● Письменное задание 1:
Ответьте по тексту о Е. И. Носове:
(а) Как называется одна из ранних книг писателя, оформленная его рисунками, и в каком году она вышла?
(б) Сколько лет было писателю, когда он ушёл из жизни?
(в) Как назывались фильмы о Евгении Ивановиче, над которыми шла работа?
● Письменное задание 2: Перепишите дословно часть текста о Е. И. Носове: всё от слов «Разжигал костёр, отправлял» вниз до слов «художником, замечательным поэтом.» включительно.

● Исходный текст:
------------

Кажется, совсем недавно Евгений Иванович Носов ходил на свою любимую рыбалку...
Разжигал костёр, отправлял в плавание по озеру красивый двухмачтовый кораблик, рисовал прекрасные пейзажи — можно было разглядеть каждый листик на берёзе, отражение облаков в наших курских речках. Во всё, что было создано его золотыми руками и добрым сердцем, была вложена частица его многотрудной жизни.
Когда-то Евгений Иванович мечтал стать инженером, мог стать первоклассным художником, замечательным поэтом.
Сохранился альбом со стихами ещё 1948 года, любовно оформленный его же рисунками, как и одна из ранних книг — «Тридцать зерен» (1961 г.). А стал превосходным писателем, пройдя суровую и прекрасную школу жизни, которую так любил, за которую пролил кровь в сорок пятом. Его рассказ об этом — «Красное вино победы» — переиздавался бессчётно, был экранизирован на телевидении, инсценирован на радио, вошёл в книгу «Шедевры русской литературы».
Сын Евгения Ивановича сказал, что если бы его отец не стал писателем, он был бы прекрасным художником, если не художником, то великолепным инженером, потому что он был сродни самой своей русской земле и всему русскому люду-труженику. Всё он пропускал через себя, не оставляя без ответа ни одного вставшего перед ним вопроса, был ко всему внимателен, уважителен и предельно ответственен. И больше всего, конечно, к своему писательскому труду.
Мастер был предельно беспощаден к себе в работе, предельно честен в своих суждениях и оценках, правдив в каждом своём слове. И удивительно добр и деликатен по отношению к окружающим. Серьёзный в делах, он мог быть искромётно весёлым в минуты отдыха и задушевной беседы. Во всех трудных ситуациях он был необыкновенно мужественным — никакие дожди и ветры ему страшны не были, природа в любом её проявлении всегда была ему другом. Никакие бытовые неудобства его не смущали, он ни в чём не умел себя жалеть и любить.
Так и в здоровье... А оно с ним и не согласилось... и подвело... и последние две его недели в больнице, в реанимации, когда близким нельзя было прийти, чтобы хоть губы смочить водой, были испытанием для его мужества. Как хотелось верить, что он выстоит, а мы потом расскажем нашему дорогому человеку, как тоже стояли на посту за его жизнь!.. Но — не случилось...
Прекрасный писатель, человек, так любивший жизнь, так умевший радоваться каждому дню, ушёл от нас рано, хотя и было ему 77 лет...
Когда шла работа над фильмами о Евгении Ивановиче «О Мастере» и «...И остаются берега» (ВГТРК), мы снимали улицы и дома, где жил писатель, места, где он любил отдыхать и рыбачить, побывали в его родном Толмачёве. Там перед нами словно ожили страницы его небольшого, но такого тёплого и доброго рассказа «Жаних»: и деревенский магазин, стоящий «наособицу», и выводок гусей, и куры с петухами, и симпатичный быча, а потом и целое стадо коров, бредущее через луг, на который когда-то смотрели окна родной дедовской хаты... Писатель рассказывал о ней и о своей деревне и в «Куликах-сороках» («Аз-буки»), и в «Сказе про Буканово болото» («Кто такие?..»), и в рассказах «Сронилось колечко» и «Два сольди».

------------

● Исходные данные:
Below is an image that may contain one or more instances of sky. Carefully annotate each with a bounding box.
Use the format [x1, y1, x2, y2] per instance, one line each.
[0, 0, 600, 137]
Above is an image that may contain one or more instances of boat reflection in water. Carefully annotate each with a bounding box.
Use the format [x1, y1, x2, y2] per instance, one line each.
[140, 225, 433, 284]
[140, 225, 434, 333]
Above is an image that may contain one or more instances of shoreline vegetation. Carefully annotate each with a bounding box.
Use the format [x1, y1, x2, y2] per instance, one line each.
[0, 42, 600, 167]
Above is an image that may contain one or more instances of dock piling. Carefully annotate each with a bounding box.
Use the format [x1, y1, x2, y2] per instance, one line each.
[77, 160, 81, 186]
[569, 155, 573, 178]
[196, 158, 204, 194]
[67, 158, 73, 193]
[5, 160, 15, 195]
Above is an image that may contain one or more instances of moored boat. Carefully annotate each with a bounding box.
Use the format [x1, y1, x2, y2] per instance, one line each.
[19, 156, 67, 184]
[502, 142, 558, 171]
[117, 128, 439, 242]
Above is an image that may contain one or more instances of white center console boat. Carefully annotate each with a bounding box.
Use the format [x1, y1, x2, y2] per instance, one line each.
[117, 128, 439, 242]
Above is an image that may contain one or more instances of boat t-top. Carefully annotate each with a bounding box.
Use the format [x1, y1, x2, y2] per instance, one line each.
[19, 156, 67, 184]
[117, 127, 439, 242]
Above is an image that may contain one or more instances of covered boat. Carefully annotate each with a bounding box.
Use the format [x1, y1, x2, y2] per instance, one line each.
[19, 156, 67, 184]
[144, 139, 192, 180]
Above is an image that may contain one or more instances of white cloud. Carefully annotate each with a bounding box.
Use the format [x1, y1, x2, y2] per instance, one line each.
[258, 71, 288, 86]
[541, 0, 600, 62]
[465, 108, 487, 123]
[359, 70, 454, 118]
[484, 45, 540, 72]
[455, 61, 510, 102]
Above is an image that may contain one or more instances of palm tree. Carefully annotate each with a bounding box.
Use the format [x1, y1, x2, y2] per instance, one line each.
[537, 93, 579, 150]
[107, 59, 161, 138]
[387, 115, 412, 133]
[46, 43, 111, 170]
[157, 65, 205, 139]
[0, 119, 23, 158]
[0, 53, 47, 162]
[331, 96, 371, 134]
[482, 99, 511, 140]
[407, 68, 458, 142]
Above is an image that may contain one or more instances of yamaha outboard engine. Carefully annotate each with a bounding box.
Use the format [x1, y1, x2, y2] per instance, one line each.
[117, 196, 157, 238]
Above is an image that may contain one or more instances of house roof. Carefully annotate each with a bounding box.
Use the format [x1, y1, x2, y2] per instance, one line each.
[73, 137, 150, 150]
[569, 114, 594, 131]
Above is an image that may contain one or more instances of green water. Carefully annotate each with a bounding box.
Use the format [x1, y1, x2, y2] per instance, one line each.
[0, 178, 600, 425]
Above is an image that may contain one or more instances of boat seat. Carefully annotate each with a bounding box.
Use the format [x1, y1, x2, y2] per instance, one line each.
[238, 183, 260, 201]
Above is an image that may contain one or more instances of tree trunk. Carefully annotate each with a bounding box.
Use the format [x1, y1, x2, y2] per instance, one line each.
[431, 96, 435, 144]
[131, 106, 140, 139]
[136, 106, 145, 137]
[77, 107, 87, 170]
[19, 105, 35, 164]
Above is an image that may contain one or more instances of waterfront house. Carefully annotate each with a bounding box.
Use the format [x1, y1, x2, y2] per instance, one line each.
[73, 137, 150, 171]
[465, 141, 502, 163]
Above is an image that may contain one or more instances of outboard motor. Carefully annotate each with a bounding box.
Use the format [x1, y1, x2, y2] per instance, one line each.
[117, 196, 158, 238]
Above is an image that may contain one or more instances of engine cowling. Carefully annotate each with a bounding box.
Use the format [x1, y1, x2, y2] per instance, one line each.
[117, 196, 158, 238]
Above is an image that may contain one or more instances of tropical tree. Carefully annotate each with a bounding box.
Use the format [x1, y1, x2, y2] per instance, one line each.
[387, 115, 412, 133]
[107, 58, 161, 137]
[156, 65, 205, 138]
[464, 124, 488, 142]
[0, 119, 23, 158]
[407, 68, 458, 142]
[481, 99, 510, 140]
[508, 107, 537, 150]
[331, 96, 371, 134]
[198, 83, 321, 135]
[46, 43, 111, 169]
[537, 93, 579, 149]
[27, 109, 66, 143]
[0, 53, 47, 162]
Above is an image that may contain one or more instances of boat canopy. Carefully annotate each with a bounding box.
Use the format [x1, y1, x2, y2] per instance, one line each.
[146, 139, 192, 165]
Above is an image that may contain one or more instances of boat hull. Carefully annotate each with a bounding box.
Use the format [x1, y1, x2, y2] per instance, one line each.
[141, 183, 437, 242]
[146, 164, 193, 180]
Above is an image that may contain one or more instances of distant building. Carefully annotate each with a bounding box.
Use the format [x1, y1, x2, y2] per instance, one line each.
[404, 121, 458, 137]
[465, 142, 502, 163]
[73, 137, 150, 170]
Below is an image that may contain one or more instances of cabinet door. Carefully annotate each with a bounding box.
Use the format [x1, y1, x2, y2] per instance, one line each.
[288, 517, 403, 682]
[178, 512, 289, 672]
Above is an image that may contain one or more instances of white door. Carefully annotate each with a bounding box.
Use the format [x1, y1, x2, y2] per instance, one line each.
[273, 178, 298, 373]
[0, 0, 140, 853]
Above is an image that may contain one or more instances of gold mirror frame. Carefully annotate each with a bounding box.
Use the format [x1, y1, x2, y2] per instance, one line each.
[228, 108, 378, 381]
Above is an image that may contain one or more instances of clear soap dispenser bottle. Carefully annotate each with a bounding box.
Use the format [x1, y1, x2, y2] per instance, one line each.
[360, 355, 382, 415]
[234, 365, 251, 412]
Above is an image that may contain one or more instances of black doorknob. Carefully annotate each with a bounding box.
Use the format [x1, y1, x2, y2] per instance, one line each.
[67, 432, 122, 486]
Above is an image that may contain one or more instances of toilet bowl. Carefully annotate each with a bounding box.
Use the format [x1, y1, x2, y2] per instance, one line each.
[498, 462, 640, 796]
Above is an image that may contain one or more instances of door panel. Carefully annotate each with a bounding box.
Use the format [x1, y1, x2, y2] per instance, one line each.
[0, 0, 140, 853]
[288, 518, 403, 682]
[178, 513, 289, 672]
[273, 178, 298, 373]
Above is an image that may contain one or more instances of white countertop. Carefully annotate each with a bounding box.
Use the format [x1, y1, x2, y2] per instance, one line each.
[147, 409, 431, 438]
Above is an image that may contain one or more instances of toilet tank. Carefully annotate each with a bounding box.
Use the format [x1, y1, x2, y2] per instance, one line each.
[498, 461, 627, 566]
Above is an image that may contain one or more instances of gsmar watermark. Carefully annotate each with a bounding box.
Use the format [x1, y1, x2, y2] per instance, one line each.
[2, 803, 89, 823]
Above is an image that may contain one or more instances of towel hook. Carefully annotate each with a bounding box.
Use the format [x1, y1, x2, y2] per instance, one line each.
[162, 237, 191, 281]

------------

● Образец решения 1:
(а) «Тридцать зерен», 1961 год.
(б) 77 лет.
(в) «О Мастере» и «...И остаются берега».

● Образец решения 2:
Разжигал костёр, отправлял в плавание по озеру красивый двухмачтовый кораблик, рисовал прекрасные пейзажи — можно было разглядеть каждый листик на берёзе, отражение облаков в наших курских речках. Во всё, что было создано его золотыми руками и добрым сердцем, была вложена частица его многотрудной жизни.
Когда-то Евгений Иванович мечтал стать инженером, мог стать первоклассным художником, замечательным поэтом.